## START The records

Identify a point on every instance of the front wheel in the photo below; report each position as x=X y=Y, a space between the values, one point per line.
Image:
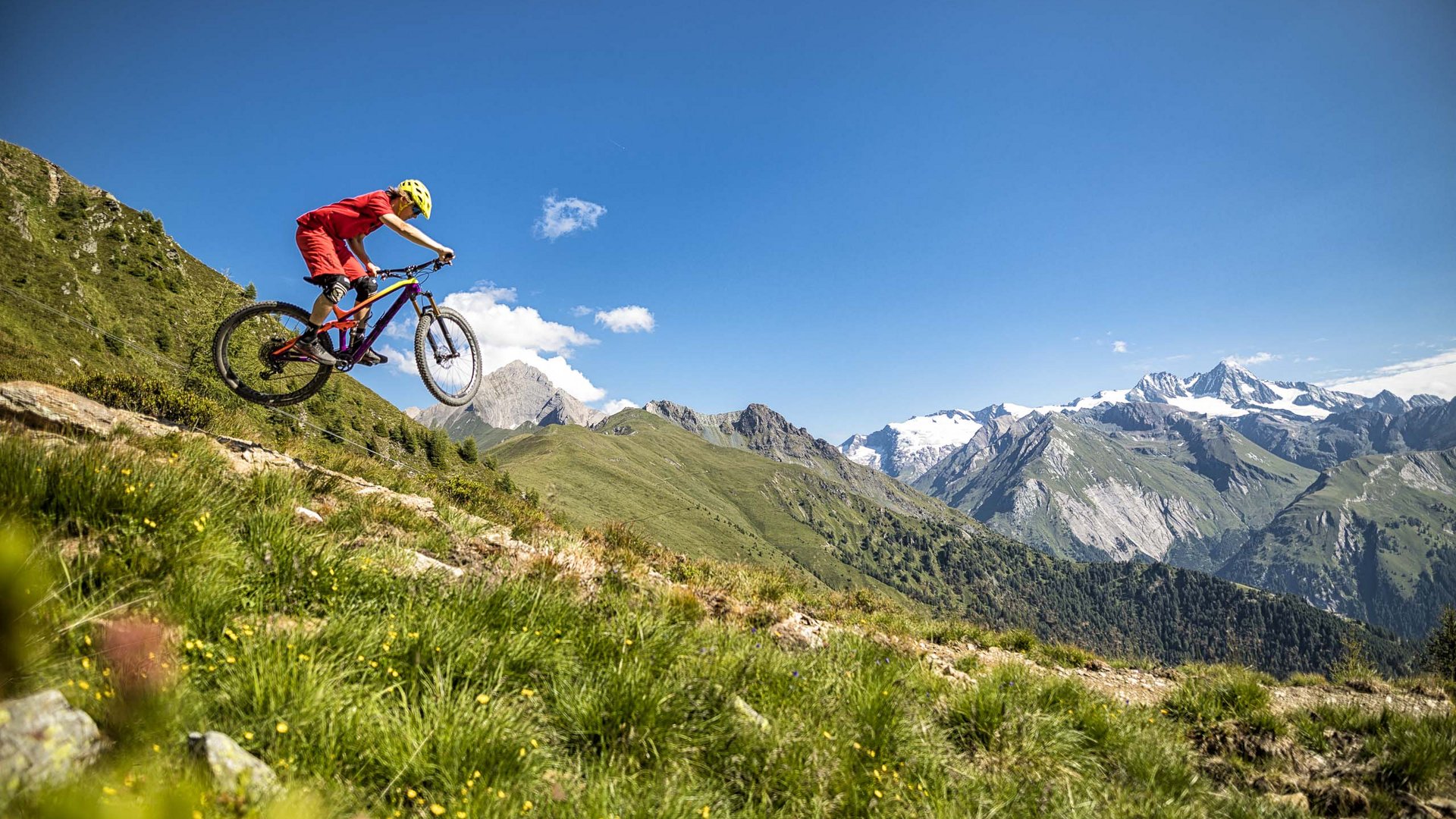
x=447 y=356
x=253 y=353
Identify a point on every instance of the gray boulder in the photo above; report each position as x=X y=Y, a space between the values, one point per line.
x=235 y=771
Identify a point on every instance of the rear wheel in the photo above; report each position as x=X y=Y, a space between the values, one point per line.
x=246 y=354
x=447 y=356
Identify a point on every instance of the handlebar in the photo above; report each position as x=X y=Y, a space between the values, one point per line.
x=413 y=270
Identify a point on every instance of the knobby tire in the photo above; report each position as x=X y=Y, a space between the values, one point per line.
x=231 y=378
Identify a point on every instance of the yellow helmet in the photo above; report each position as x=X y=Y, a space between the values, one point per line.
x=417 y=193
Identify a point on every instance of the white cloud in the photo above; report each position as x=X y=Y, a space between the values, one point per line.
x=514 y=333
x=1254 y=359
x=566 y=216
x=1435 y=375
x=626 y=319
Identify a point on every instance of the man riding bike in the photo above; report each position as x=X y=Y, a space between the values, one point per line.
x=332 y=243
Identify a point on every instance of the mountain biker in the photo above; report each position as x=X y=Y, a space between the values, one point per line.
x=332 y=243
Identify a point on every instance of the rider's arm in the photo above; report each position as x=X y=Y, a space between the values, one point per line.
x=357 y=248
x=416 y=235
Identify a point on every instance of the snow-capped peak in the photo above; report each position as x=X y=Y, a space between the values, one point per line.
x=908 y=449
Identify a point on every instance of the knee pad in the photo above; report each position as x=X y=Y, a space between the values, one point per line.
x=335 y=289
x=366 y=286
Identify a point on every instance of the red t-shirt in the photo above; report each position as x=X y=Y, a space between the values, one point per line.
x=348 y=219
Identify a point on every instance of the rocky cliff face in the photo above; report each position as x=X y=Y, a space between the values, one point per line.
x=513 y=395
x=761 y=430
x=1419 y=425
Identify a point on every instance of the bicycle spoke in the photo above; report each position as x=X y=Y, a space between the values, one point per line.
x=452 y=372
x=251 y=354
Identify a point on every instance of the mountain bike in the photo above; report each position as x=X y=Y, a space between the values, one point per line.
x=254 y=347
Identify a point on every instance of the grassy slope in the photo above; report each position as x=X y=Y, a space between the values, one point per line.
x=717 y=502
x=375 y=692
x=1373 y=538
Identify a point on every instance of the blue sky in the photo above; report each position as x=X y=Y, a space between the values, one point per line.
x=849 y=212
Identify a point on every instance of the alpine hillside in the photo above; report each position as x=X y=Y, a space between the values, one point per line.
x=747 y=500
x=1373 y=538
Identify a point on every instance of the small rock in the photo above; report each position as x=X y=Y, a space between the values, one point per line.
x=1329 y=798
x=235 y=771
x=1440 y=806
x=743 y=707
x=42 y=739
x=424 y=563
x=799 y=632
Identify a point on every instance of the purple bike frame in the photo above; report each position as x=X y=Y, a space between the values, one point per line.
x=353 y=356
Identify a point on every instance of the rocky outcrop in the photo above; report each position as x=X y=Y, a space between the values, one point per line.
x=513 y=395
x=235 y=771
x=800 y=632
x=42 y=741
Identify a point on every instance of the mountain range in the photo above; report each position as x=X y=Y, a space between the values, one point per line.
x=748 y=485
x=1218 y=471
x=513 y=397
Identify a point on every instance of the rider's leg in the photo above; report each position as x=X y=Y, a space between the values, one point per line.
x=364 y=287
x=309 y=343
x=321 y=309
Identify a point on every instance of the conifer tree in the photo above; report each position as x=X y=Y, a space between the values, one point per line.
x=1440 y=646
x=468 y=450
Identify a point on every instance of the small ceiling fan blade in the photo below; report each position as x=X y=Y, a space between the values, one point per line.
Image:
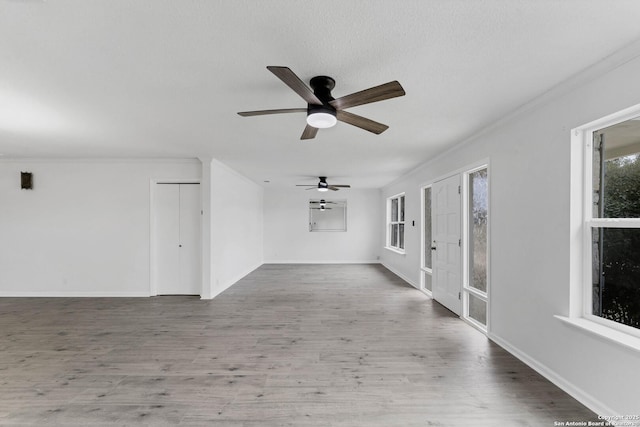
x=265 y=112
x=290 y=79
x=367 y=96
x=361 y=122
x=309 y=132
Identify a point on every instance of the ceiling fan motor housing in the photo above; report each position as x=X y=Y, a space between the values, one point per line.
x=322 y=86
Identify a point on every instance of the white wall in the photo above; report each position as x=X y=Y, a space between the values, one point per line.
x=287 y=235
x=530 y=235
x=235 y=207
x=84 y=228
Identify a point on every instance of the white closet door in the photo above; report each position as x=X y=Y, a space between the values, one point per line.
x=177 y=236
x=190 y=218
x=167 y=234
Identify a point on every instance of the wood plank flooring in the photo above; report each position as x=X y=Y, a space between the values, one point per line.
x=289 y=345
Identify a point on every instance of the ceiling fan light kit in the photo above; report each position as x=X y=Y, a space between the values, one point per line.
x=323 y=110
x=321 y=119
x=323 y=186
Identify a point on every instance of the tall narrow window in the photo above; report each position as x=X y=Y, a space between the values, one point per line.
x=615 y=225
x=395 y=229
x=477 y=244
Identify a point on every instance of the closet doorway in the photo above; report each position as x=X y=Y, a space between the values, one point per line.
x=176 y=244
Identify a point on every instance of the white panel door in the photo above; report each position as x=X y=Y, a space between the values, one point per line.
x=167 y=236
x=190 y=218
x=447 y=283
x=177 y=237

## END The records

Problem details:
Switch "photo" to "image" throughout all the records above and reproduce every line with nothing else changed. Leave the pictures out of the answer.

Written response:
Identify a point on every instance of the front wheel in the image below; report each position as x=X y=Y, a space between the values, one point per line.
Image:
x=447 y=356
x=253 y=353
Identify a point on every instance of the gray boulder in the image above; report each position as x=X y=Y, a space between the values, one point per line.
x=235 y=771
Identify a point on every instance of the rear wheel in the image above; report each position as x=X y=Y, a space between the values, one point per line.
x=246 y=354
x=447 y=356
Identify a point on every instance of the handlebar in the image above; report each position as x=X y=Y, a space between the values, one point per line.
x=413 y=270
Identify a point on every instance of the knobby tire in the image above; report each position as x=X y=Y, a space between the values, one point per line.
x=231 y=378
Identify a point on every instance of the yellow helmet in the image above; report each position as x=X y=Y, a space between the values, one point per line.
x=417 y=193
Identify a point on every instance of the white cloud in the image above; report each position as x=X y=Y, a space between the values, one point per line.
x=514 y=333
x=1254 y=359
x=566 y=216
x=1435 y=375
x=626 y=319
Identify a point on every instance of the man riding bike in the image above; report each position as x=X y=Y, a space between the values, one point per line.
x=332 y=243
Identify a point on every instance of the mountain biker in the image above; report each position as x=X y=Y, a space between the values, one point per line.
x=332 y=243
Identify a point on every instance of the rider's arm in the image above; report each position as x=X y=Y, a space between the values, one point per line.
x=357 y=248
x=416 y=235
Identify a point on every instance of the snow-capped peak in the image above; report each position as x=X y=Y, a space between the values, one point per line.
x=908 y=449
Identify a point on every instance of the knee pad in the image above; report each position as x=X y=Y, a space between the values, one point per line.
x=335 y=289
x=366 y=286
Identify a point on every instance of the red t-shirt in the image above; report each position as x=X y=Y, a space between the values, one point per line.
x=348 y=219
Identify a point on every instance of the rocky cliff face in the image above; report each position as x=X y=Y, a space between the values, one point per line.
x=513 y=395
x=761 y=430
x=1419 y=425
Identify a point on every instance of the bicycle spoke in the image above; report each position as x=X y=Y, a space between the values, one point per line.
x=452 y=372
x=251 y=354
Identify a point on every instance of the mountain bike in the image above; report each position as x=X y=Y, a space between the values, one point per line.
x=254 y=347
Identify a point on every instance of the grassy slope in the image above; report each position as x=X y=Y, a space between the values, one point per line.
x=717 y=502
x=375 y=692
x=1373 y=538
Identify a point on every instance of the blue sky in the image above; report each position as x=X y=Y, a space between the values, one point per line.
x=849 y=212
Identify a point on every instance of the alpine hillside in the image above; report each position as x=X y=Y, a space between the values, one point per line.
x=747 y=500
x=1373 y=538
Identify a point on every instance of the small rock in the image above; report each position as x=X y=Y, a space between the values, one point per line.
x=1329 y=798
x=235 y=771
x=1440 y=806
x=743 y=707
x=42 y=739
x=424 y=563
x=799 y=632
Identify a point on every instance of the purple bike frame in the image above; report each position as x=X y=Y, a space between the values, one point per line.
x=353 y=356
Identify a point on every instance of the rocky outcrop in the image above; report each position as x=X y=Y, a space between the values, one point per line.
x=513 y=395
x=235 y=771
x=800 y=632
x=42 y=741
Identify a point on every instance of the mountain range in the image above; report each position as x=X y=Y, a space between the values, one point per line.
x=748 y=485
x=1218 y=471
x=513 y=397
Identify a point on every instance of the rider's leg in the image above; report each position as x=X y=Y, a space between the values, one point per line.
x=364 y=287
x=309 y=343
x=321 y=309
Identify a point on every instance of the conifer tree in the image above; report each position as x=X y=Y, a space between the values, one point per line.
x=1440 y=646
x=468 y=450
Identify a point on every instance of the small ceiling fan blade in the image below; report each position as x=X y=Y, a space between the values, one point per line.
Image:
x=265 y=112
x=290 y=79
x=367 y=96
x=361 y=122
x=309 y=132
Identify a point on every instance of the ceiling fan motor housing in the image above; report each position as x=X y=Y, a space between the values, one point per line.
x=322 y=86
Identify a point on every instance of the white wall in the image above; report each position as x=X y=Y, a space between the values, one point per line.
x=287 y=235
x=530 y=235
x=235 y=207
x=84 y=228
Identify a point on every instance of the white closet door in the image above; report each position as x=X y=Y, a space between the values, one point per line.
x=177 y=236
x=190 y=218
x=167 y=234
Identify a point on every instance of the wood plank flooring in the image above; report each position as x=X y=Y, a space between the values, one point per line.
x=289 y=345
Identify a point on every instance of the ceiling fan light kit in the image above; report each position as x=X y=Y, a space between the values, one point per line.
x=323 y=110
x=321 y=119
x=323 y=186
Identify a point on every instance of the tall narrow window in the image above; report each position as x=X y=Y, a space between the values, one point per line.
x=615 y=225
x=395 y=229
x=477 y=244
Identify a point on every instance of the closet doorway in the image above; report each position as x=X y=Y, a space between the values, one point per line.
x=176 y=244
Identify a point on every instance of the white panel door in the image above; report each position as x=X y=Y, a space between the values, one point per line.
x=167 y=236
x=190 y=218
x=447 y=283
x=177 y=237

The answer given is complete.